* Supplied entries *
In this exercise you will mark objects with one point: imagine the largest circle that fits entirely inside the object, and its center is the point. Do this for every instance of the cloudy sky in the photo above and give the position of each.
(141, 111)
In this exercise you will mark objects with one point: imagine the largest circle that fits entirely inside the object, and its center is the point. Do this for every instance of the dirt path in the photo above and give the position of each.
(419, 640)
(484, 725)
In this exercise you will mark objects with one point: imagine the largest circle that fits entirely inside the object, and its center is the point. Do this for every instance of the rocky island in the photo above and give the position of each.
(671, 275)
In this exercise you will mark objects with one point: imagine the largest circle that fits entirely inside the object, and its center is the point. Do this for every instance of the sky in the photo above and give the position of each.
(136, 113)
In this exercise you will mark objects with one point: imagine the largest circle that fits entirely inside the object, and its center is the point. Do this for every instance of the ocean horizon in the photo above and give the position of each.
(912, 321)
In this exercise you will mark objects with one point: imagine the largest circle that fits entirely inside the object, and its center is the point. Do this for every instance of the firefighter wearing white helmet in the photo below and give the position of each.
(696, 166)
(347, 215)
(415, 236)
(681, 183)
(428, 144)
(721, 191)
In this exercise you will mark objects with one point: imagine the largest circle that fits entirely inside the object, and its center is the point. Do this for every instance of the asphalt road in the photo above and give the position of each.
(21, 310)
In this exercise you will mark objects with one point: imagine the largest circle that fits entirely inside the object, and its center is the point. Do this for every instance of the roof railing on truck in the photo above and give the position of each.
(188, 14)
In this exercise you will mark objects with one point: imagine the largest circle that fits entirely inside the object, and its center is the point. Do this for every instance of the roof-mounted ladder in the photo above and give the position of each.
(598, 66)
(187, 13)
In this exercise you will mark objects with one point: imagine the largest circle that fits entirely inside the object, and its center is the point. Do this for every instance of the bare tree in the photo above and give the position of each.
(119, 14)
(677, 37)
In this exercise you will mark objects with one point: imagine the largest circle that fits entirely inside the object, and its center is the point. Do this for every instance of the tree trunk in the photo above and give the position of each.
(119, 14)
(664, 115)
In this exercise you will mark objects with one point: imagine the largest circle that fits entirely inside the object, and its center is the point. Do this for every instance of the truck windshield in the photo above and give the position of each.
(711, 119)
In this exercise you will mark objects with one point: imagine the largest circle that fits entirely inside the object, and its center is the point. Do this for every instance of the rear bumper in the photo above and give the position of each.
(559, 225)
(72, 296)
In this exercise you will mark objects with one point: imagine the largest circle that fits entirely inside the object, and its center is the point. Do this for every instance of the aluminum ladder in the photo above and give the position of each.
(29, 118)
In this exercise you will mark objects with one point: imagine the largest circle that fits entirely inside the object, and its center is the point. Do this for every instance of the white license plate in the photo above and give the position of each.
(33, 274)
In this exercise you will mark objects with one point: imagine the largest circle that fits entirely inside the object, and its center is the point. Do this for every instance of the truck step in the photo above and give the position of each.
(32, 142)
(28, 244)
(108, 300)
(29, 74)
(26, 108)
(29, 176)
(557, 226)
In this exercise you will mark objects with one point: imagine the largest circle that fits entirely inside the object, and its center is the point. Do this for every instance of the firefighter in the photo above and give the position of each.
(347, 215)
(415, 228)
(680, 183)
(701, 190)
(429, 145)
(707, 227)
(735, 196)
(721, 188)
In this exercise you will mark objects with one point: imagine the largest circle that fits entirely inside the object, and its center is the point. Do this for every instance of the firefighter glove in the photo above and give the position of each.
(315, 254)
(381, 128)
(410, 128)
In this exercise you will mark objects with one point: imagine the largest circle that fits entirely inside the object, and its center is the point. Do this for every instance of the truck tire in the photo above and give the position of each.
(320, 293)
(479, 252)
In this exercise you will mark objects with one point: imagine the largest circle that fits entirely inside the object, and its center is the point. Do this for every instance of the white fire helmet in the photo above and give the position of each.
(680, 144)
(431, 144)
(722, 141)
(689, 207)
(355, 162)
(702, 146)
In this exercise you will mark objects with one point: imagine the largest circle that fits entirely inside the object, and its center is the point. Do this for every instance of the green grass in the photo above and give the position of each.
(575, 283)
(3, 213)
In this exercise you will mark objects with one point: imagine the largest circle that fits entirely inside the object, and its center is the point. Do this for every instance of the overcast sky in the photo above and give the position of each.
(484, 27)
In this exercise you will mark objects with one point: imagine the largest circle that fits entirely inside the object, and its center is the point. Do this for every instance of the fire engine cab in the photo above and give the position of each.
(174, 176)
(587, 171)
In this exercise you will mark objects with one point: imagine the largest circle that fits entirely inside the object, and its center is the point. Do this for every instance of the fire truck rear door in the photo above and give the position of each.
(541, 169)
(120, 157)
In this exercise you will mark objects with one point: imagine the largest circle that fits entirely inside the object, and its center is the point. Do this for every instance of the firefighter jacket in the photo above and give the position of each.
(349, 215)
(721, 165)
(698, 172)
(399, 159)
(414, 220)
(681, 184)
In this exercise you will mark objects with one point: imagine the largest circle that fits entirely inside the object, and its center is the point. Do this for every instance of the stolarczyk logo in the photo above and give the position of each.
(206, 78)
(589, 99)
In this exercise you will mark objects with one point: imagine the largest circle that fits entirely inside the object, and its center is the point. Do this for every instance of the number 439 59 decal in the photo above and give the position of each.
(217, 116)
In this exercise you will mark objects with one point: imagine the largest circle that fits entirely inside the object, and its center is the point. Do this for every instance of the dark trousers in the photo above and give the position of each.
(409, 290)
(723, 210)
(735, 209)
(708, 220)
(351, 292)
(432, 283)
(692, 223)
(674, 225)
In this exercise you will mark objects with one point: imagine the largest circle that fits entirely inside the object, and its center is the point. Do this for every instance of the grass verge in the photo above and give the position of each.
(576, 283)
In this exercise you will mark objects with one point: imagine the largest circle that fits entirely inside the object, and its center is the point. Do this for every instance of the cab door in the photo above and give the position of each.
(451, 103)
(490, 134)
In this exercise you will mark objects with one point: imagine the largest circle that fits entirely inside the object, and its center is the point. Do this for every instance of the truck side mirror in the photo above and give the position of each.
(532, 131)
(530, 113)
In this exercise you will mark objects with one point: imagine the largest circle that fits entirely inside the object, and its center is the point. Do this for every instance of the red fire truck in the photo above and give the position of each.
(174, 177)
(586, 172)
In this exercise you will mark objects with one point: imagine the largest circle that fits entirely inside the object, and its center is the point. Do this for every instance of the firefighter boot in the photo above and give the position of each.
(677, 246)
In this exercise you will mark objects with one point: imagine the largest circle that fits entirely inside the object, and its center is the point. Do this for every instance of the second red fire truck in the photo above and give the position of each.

* Directions for this task *
Recast all of the data above as a JSON list of strings, one string per line, leaving out any blank lines.

* Result of this task *
[
  "In this exercise you will mark objects with one point: imagine the largest circle that fits entirely inside the object, and its center is the point. Do this for every instance of the cloudy sky in the photo above and give the position of each.",
  "(141, 111)",
  "In this exercise you will mark objects with one point: imagine the largest circle that fits entirely inside the object, and its center is the point. Do this for every instance of the dirt path in the photo above and give the position of each.",
  "(419, 640)",
  "(484, 725)",
  "In this exercise you will mark objects with one point: imagine the largest circle that fits entirely inside the object, and its center is the point. Do this for every instance of the rocky island in the photo above and give the position of each.",
  "(671, 275)",
  "In this exercise you will mark objects with one point: imagine the largest circle that fits entirely inside the object, and its center is the point. Do this for every instance of the sky in the photo above and give the position of each.",
  "(136, 113)",
  "In this exercise you will mark objects with one point: imagine the largest circle that fits entirely inside the object, and its center is the point. Do this for every instance of the ocean horizon in the photo above and give the position of each.",
  "(912, 321)",
  "In this exercise you will mark objects with one point: imagine the largest circle that fits entirely inside the object, and its center is the point. Do this for every instance of the firefighter wearing white helmet in the photo below and give the position of each.",
  "(696, 166)",
  "(347, 215)",
  "(415, 236)",
  "(681, 183)",
  "(428, 144)",
  "(721, 191)",
  "In this exercise you will mark objects with one point: imagine the largest circle that fits entirely inside the object, and its center is the point. Do this for every instance of the asphalt road in the photo above and give the position of each.",
  "(21, 310)",
  "In this exercise you will mark objects with one point: imagine the largest circle that fits entirely inside the object, and its center is the point. Do this for every instance of the roof railing on truck in the photo above and give the position of each.",
  "(188, 14)",
  "In this exercise you will mark objects with one point: imagine the largest circle that fits entirely inside the object, and its center is the point. Do this for every instance of the roof-mounted ladder in the photo above and give the position of each.",
  "(598, 66)",
  "(187, 13)",
  "In this exercise you will mark objects with one point: imagine the largest circle that fits entirely inside the object, and its center is the point. Do this for every instance of the bare tree in the photo above and give the position of each.",
  "(119, 14)",
  "(677, 37)",
  "In this exercise you will mark objects with one point: imagine the largest circle that fits entirely inside the object, and its center is the point. Do this for every instance of the tree trunk in the photo above and give the position of each.",
  "(119, 14)",
  "(664, 115)",
  "In this exercise you will mark objects with one point: imagine the largest circle that fits entirely inside the object, and its center is the point. Do this for every instance of the truck windshield in the photo above and give the position of each.",
  "(711, 119)",
  "In this exercise you will mark objects with one point: imagine the largest circle that fits entirely inside the object, and its center is the point. Do this for every instance of the rear bumper in the photo above and give the position of each.",
  "(559, 225)",
  "(72, 296)",
  "In this exercise you will mark objects with one point: imagine the largest circle that fits entirely inside the object, and its center is the point. Do this for every instance of the aluminum ladder in the photo above and give the position of each.",
  "(29, 118)",
  "In this exercise you will mark objects with one point: imagine the largest circle that fits entirely inside the object, and its center is the point. Do this for every instance of the white license plate in the photo above and give the position of each.",
  "(33, 274)",
  "In this exercise you will mark objects with one point: imagine the largest circle that fits entirely inside the object, and its center is the point. Do this for every instance of the truck step in the photo above and give the position of each.",
  "(32, 142)",
  "(28, 244)",
  "(108, 300)",
  "(29, 74)",
  "(26, 108)",
  "(29, 176)",
  "(557, 226)",
  "In this exercise you will mark objects with one point: imagine the largest circle that fits entirely inside the object, and its center is the point. Do this for every instance of the firefighter in the photo above and give the position of each.",
  "(347, 215)",
  "(415, 228)",
  "(680, 183)",
  "(701, 190)",
  "(429, 145)",
  "(707, 227)",
  "(735, 196)",
  "(721, 188)",
  "In this exercise you will mark objects with one point: imagine the largest circle that fits entirely inside the object, and its center is the point. Do this for every instance of the firefighter glove in the photo above and give the position of each.",
  "(315, 254)",
  "(381, 128)",
  "(410, 128)",
  "In this exercise you will mark objects with one point: imagine the largest circle that fits entirely inside the object, and its center is the point. Do this for every instance of the truck tire in the photo above and give the position of each.",
  "(320, 293)",
  "(479, 252)",
  "In this exercise you will mark objects with one point: imagine the largest circle that fits entirely inside the object, and its center is the point. Do this for every instance of the white fire helmet in the photo above and give the position of each.",
  "(680, 144)",
  "(431, 144)",
  "(722, 141)",
  "(689, 207)",
  "(355, 162)",
  "(702, 146)",
  "In this exercise you will mark objects with one point: imagine the largest circle that fits entirely inside the object, and its center is the point. Do this for every instance of the green grass in the photo above and give the position of each.",
  "(575, 283)",
  "(3, 213)",
  "In this exercise you will mark objects with one point: imagine the largest circle that fits entirely inside the object, and its center is the point. Do this for every instance of the overcast sky in the photo above and give the position of each.",
  "(484, 27)",
  "In this exercise you will mark objects with one point: imagine the largest circle that fits entirely inside the object, and its center is the point. Do this for every instance of the fire engine cab in the photo above and give the position of each.",
  "(174, 176)",
  "(587, 171)",
  "In this exercise you will mark objects with one point: imagine the largest circle that fits entirely inside the object, and its center is the point. Do this for every instance of the fire truck rear door in the photo above and give the position of each.",
  "(541, 169)",
  "(120, 157)",
  "In this exercise you will mark objects with one point: imagine the largest circle that fits entirely inside the object, and its center is the point. Do this for every instance of the firefighter jacket in the photo above and give the position of each.",
  "(349, 215)",
  "(721, 165)",
  "(698, 172)",
  "(399, 159)",
  "(414, 220)",
  "(681, 184)",
  "In this exercise you will mark objects with one point: imagine the largest circle that fits entirely inside the object, and its center is the point. Do this for every instance of the stolarczyk logo in the photo above and give the position of each.",
  "(206, 78)",
  "(589, 99)",
  "In this exercise you will mark objects with one point: imagine the largest circle that fits entirely inside the object, and its center is the point. Do this for every instance of the number 439 59 decal in the photo above and give the position of each.",
  "(217, 116)",
  "In this exercise you will mark objects with one point: imagine the largest circle that fits entirely inside the object, and its center is the point. Do this for every instance of the dark trousers in the photo above and give the position of each.",
  "(409, 290)",
  "(723, 210)",
  "(735, 209)",
  "(708, 220)",
  "(351, 292)",
  "(432, 283)",
  "(692, 223)",
  "(674, 225)",
  "In this exercise you will mark objects with one point: imagine the largest circle that fits entirely inside the object, and its center is the point. Do this for every instance of the grass verge in the photo above and give the position of each.",
  "(576, 283)",
  "In this exercise you will mark objects with one point: imagine the largest circle that fits entirely inside the object, and its center is the point. Do this for every instance of the cab door in the photo above and give the position of each.",
  "(451, 103)",
  "(490, 134)",
  "In this exercise you will mark objects with one point: imagine the largest circle that fits entirely inside the object, and its center is the point. Do this for every instance of the truck side mirror in the photo above and give the position of each.",
  "(532, 131)",
  "(530, 113)",
  "In this exercise you will mark objects with one point: imagine the largest circle that fits entirely inside the object, and its center is the point. Do this for every instance of the red fire truck in the photo above and give the position of each.",
  "(174, 177)",
  "(586, 172)",
  "In this exercise you will mark objects with one point: imagine the largest circle that fits entirely inside the object, and its center is the point. Do this for every instance of the firefighter boot in the photo above and give the position of each.",
  "(677, 246)",
  "In this exercise you will mark objects with one point: imagine the largest circle that fits entirely inside the object, and its center is the point. Do this for every instance of the second red fire truck in the photo above and give the position of each."
]